Excerpts of pointing data
:::

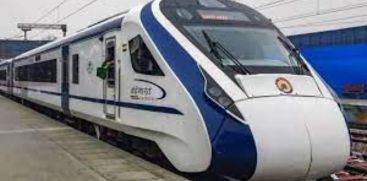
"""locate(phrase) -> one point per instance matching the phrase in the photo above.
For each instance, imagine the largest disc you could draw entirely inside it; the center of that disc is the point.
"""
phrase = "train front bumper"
(296, 138)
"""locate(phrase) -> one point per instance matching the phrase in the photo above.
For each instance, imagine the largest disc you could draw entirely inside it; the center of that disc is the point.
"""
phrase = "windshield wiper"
(294, 53)
(215, 46)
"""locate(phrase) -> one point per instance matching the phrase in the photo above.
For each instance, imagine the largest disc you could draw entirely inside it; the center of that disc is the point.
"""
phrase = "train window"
(75, 69)
(142, 59)
(40, 72)
(110, 59)
(2, 74)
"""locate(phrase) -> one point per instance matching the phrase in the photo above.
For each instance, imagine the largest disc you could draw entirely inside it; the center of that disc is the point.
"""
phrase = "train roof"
(92, 31)
(6, 61)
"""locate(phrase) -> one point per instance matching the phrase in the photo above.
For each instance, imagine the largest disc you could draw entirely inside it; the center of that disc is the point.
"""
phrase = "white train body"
(275, 123)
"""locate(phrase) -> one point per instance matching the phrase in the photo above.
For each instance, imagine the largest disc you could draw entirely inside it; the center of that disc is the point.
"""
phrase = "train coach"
(212, 82)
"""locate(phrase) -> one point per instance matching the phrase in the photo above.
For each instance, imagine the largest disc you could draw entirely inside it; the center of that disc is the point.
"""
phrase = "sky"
(28, 11)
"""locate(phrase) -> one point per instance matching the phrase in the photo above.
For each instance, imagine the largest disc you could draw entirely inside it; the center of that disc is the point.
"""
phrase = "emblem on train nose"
(284, 85)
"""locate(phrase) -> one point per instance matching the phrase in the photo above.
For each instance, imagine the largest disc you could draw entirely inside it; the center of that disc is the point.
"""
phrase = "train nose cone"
(296, 138)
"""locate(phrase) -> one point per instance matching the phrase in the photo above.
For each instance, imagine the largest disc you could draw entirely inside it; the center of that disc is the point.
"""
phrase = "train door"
(9, 78)
(109, 85)
(65, 79)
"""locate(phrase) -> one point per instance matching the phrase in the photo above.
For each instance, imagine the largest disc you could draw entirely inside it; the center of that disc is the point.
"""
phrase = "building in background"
(340, 57)
(12, 48)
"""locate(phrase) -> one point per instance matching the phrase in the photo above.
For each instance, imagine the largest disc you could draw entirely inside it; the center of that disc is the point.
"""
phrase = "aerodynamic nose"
(297, 138)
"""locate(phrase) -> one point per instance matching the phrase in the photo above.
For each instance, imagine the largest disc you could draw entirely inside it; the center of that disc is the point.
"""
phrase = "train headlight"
(220, 97)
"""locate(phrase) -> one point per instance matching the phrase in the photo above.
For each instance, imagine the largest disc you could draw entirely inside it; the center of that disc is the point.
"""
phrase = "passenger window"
(75, 68)
(2, 74)
(141, 58)
(110, 60)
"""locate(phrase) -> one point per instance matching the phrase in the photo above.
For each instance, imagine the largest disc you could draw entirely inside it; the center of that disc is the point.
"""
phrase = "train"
(213, 83)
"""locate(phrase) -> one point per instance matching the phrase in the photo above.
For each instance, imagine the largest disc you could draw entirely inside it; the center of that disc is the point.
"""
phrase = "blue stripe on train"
(144, 107)
(234, 150)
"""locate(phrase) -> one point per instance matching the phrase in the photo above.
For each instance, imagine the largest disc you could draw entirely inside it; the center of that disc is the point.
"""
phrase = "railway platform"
(34, 147)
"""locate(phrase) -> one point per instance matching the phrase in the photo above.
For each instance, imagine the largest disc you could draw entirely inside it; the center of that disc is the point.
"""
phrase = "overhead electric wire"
(43, 16)
(329, 24)
(328, 11)
(77, 11)
(280, 3)
(269, 4)
(70, 15)
(50, 11)
(323, 22)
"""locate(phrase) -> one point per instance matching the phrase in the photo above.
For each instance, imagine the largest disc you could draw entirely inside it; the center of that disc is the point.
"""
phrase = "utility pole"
(25, 27)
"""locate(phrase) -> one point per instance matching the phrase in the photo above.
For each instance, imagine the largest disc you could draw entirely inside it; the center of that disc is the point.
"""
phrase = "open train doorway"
(109, 85)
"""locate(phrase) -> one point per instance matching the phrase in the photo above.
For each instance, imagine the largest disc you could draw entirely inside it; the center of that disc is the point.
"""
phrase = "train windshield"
(256, 50)
(234, 36)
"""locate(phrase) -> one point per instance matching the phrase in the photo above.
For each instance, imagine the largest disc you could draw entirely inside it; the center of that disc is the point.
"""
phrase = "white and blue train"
(212, 82)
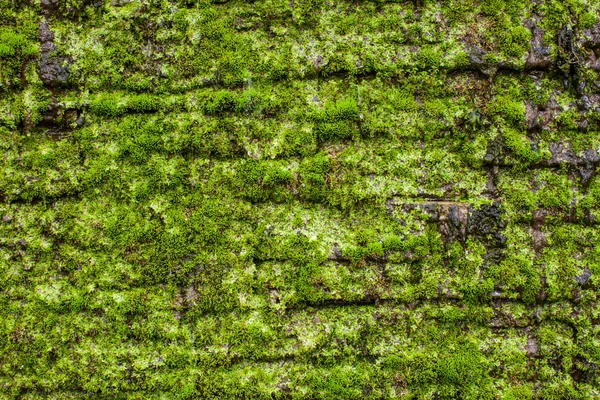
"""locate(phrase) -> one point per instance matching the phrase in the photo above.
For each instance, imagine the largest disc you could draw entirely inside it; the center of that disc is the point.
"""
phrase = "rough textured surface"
(299, 199)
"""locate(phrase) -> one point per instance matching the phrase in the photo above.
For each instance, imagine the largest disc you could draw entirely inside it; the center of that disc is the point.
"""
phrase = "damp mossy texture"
(299, 199)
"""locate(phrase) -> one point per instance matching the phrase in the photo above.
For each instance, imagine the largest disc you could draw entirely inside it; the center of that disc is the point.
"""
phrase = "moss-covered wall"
(299, 199)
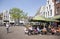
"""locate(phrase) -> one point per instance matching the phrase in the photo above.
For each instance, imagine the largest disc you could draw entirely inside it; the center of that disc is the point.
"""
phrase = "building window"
(48, 2)
(50, 12)
(49, 6)
(57, 1)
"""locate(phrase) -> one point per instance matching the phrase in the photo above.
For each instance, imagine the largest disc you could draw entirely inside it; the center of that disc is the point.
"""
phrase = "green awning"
(51, 20)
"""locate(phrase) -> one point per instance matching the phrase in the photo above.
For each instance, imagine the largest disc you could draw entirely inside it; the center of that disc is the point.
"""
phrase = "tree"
(16, 14)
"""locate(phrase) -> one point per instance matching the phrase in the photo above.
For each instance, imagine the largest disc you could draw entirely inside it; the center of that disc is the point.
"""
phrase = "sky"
(28, 6)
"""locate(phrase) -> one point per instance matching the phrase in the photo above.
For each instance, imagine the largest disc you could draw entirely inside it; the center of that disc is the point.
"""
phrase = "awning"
(39, 18)
(56, 17)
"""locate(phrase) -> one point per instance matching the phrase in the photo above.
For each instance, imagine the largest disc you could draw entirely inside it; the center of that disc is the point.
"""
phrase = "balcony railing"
(57, 2)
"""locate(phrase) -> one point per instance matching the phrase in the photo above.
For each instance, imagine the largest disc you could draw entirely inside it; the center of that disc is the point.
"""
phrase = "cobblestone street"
(18, 33)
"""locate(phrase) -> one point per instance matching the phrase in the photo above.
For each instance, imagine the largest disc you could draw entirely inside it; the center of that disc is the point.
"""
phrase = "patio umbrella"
(51, 20)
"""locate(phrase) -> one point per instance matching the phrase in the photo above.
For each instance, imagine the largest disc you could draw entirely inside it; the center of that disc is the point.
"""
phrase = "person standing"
(7, 27)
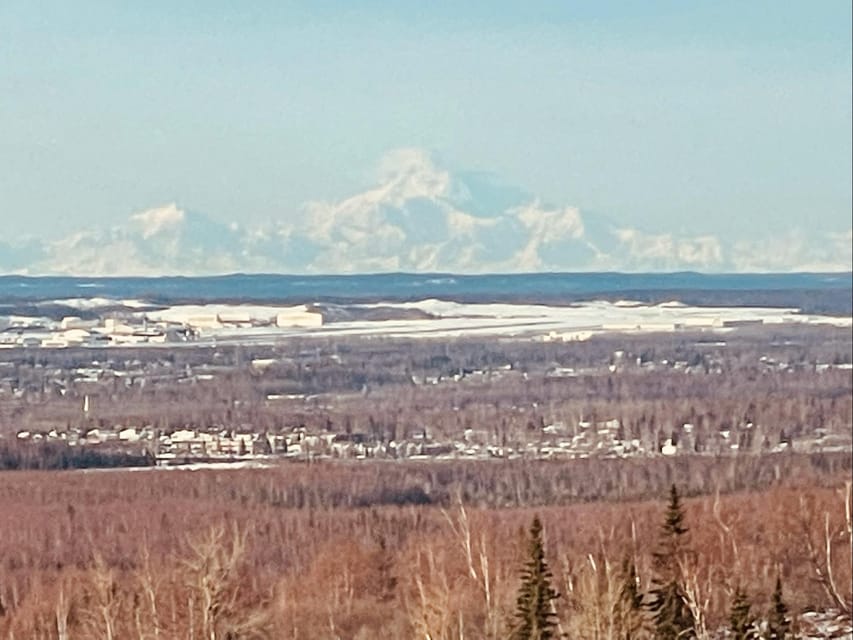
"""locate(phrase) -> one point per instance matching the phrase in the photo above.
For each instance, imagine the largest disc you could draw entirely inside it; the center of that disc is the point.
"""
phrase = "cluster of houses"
(587, 439)
(137, 328)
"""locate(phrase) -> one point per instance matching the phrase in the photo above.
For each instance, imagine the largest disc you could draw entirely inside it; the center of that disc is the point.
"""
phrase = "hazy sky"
(720, 116)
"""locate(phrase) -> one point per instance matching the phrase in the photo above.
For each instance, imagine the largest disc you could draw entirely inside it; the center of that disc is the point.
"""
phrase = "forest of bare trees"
(179, 554)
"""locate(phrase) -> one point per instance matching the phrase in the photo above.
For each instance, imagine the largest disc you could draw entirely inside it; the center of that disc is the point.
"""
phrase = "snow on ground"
(452, 319)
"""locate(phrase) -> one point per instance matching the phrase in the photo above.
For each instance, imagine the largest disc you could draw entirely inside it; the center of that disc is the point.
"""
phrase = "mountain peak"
(419, 216)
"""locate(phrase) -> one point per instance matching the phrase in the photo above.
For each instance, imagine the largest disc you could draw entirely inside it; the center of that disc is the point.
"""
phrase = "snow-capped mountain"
(418, 217)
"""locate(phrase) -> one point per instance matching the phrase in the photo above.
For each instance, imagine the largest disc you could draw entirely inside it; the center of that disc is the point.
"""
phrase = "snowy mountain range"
(420, 217)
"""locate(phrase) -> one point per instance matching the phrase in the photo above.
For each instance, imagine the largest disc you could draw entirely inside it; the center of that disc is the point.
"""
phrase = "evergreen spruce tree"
(670, 613)
(741, 623)
(534, 619)
(629, 607)
(778, 622)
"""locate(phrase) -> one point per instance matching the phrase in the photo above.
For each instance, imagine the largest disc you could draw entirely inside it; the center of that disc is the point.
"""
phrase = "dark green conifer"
(778, 622)
(670, 613)
(534, 617)
(629, 608)
(741, 623)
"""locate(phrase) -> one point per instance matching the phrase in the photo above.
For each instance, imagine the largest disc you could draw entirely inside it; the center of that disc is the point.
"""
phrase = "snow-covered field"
(430, 318)
(452, 319)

:::

▶ Request:
Filter the data above down to the lines that contain the string "covered", and copy each such line.

▶ Task answer:
phrase = "moss-covered wall"
phrase = "snow-covered field"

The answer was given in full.